Challenge: Please substitute "shirt sleeve" for "t-shirt sleeve" wherever it occurs in the data below, and reproduce everything else unchanged.

Records:

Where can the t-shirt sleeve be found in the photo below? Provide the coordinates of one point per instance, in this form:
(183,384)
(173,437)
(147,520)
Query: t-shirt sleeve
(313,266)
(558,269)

Result for this task:
Where can the shirt sleeve be found in the photo below? Provide the coordinates of one point per instance, in this form:
(183,384)
(173,437)
(147,520)
Query: shirt sleeve
(313,266)
(558,269)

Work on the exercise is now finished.